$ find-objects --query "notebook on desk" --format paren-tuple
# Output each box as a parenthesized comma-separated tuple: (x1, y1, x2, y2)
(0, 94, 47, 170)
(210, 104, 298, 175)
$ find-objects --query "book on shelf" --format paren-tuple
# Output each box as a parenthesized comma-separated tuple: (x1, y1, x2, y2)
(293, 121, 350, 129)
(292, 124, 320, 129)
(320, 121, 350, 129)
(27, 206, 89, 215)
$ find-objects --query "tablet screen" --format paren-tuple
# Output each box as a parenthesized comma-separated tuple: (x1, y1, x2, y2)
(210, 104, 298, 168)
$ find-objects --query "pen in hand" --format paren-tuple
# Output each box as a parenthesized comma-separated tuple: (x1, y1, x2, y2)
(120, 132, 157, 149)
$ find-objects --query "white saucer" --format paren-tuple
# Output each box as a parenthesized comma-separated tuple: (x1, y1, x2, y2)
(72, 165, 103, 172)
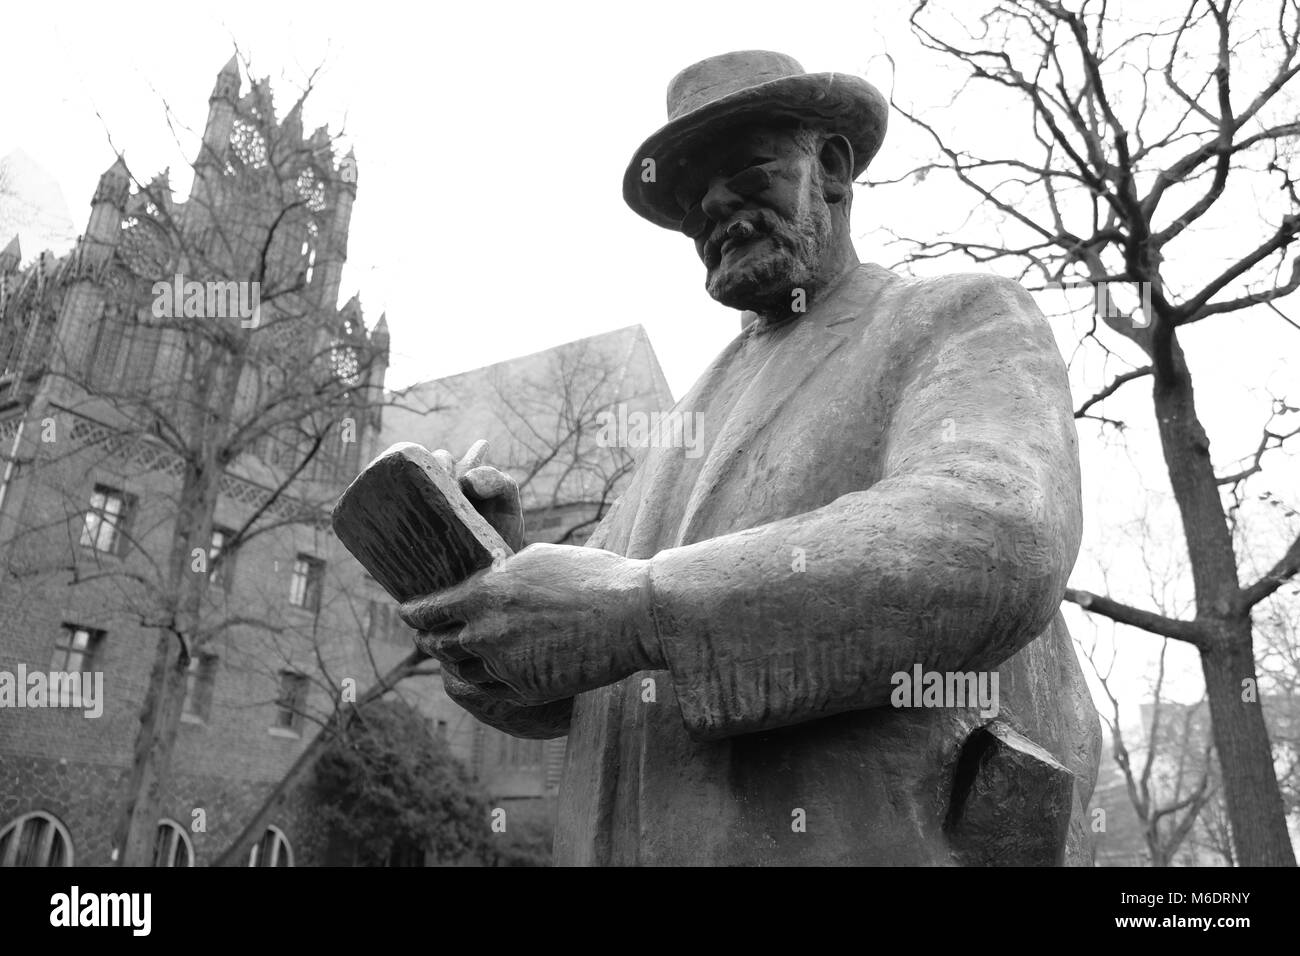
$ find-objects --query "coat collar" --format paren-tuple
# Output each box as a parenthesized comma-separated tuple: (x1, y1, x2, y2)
(671, 263, 894, 543)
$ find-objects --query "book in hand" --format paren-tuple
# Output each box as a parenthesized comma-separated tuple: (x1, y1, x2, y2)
(331, 442, 512, 604)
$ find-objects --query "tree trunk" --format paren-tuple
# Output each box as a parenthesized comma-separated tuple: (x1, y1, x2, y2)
(112, 344, 242, 865)
(1201, 619, 1295, 865)
(111, 630, 189, 865)
(112, 458, 222, 862)
(1151, 338, 1296, 865)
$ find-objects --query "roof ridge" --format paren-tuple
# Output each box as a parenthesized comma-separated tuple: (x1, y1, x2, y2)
(407, 324, 645, 388)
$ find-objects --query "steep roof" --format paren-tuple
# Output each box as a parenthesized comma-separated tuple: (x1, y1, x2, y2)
(380, 325, 673, 510)
(0, 236, 20, 271)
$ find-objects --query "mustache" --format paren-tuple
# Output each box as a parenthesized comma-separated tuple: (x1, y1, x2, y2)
(703, 209, 781, 269)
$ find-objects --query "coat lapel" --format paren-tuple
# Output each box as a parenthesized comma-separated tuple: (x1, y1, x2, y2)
(673, 265, 887, 545)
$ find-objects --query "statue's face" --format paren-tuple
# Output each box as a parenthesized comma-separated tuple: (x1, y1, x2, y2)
(674, 125, 836, 314)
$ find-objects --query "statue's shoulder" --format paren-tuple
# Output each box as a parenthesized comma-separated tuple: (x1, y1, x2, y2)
(847, 269, 1050, 370)
(882, 269, 1039, 318)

------------------------------------------------

> Exercise goal:
Leave out the pictures and print each record exactly as it stands.

> Exercise response:
$ find-objects --query "notebook on desk" --format paren-tuple
# Output each box as a parenthesized comma-separated tuple: (x1, y1, x2, y2)
(0, 94, 47, 170)
(210, 104, 298, 175)
$ find-objects --query "book on shelf" --format paren-tuple
# Output each box as a parenthesized comma-separated tuple: (x1, y1, x2, y2)
(293, 121, 350, 129)
(292, 124, 320, 129)
(320, 121, 350, 129)
(27, 206, 89, 215)
$ find-objects --query "tablet screen" --format paren-tuple
# Output each box as a parenthesized comma-separated tuple: (x1, y1, x2, y2)
(210, 104, 298, 168)
$ find-objects --query "pen in hand" --format paren-tuple
# Output each box as a parenthesized comma-separated tuple: (x1, y1, x2, y2)
(120, 132, 157, 149)
$ find-objects --query "white saucer" --format paren-tuple
# Output each box as a parenthesized comma-separated tuple: (x1, y1, x2, y2)
(72, 165, 103, 172)
$ find-objects --query "coat collar" --format paren-tuple
# Output each box as a parenthesized comma-separated tuple: (x1, y1, x2, y2)
(671, 263, 894, 543)
$ find-objects --query "book in hand" --format paren-tuple
# Output each box as a parenthesized comma-separated tuple: (x1, y1, x2, y2)
(331, 442, 512, 604)
$ find-objects --query "tree trunk" --format paren-tuple
# Output each box as a parenthesized comma-separated tuple: (x1, y1, x2, y2)
(112, 344, 242, 865)
(1201, 619, 1295, 865)
(111, 630, 189, 865)
(112, 458, 222, 862)
(1151, 338, 1296, 865)
$ find-objects --query "roof ridge" --format paren-tuple
# Output each box as a parenthesized comma-separated tuple: (x1, y1, x2, y2)
(407, 324, 645, 388)
$ find-objects --query "steep roof" --format paren-tuple
# Output each box as a parenthesized comma-separated tuple: (x1, y1, x2, y2)
(380, 325, 673, 510)
(0, 236, 20, 271)
$ find-objects --query "mustache" --format paren-tuple
# Output each box as a parenthesized comma-separated tuple: (x1, y1, x2, y2)
(703, 209, 781, 269)
$ find-objects --query "coat lapel" --format paren-tuple
# Output each box as a parenthesized comma-separated tuple: (x1, y1, x2, y2)
(673, 265, 887, 545)
$ find-objects --query "statue's face" --format paren-tuple
# Output each box as a parenthesized comma-separated tuple: (x1, y1, x2, y2)
(674, 125, 836, 314)
$ find-objects --query "statue's shoulder" --format paren-tuple
# Output each box as a parenthesized comma-separated tuple: (x1, y1, x2, y2)
(847, 269, 1050, 370)
(882, 269, 1039, 318)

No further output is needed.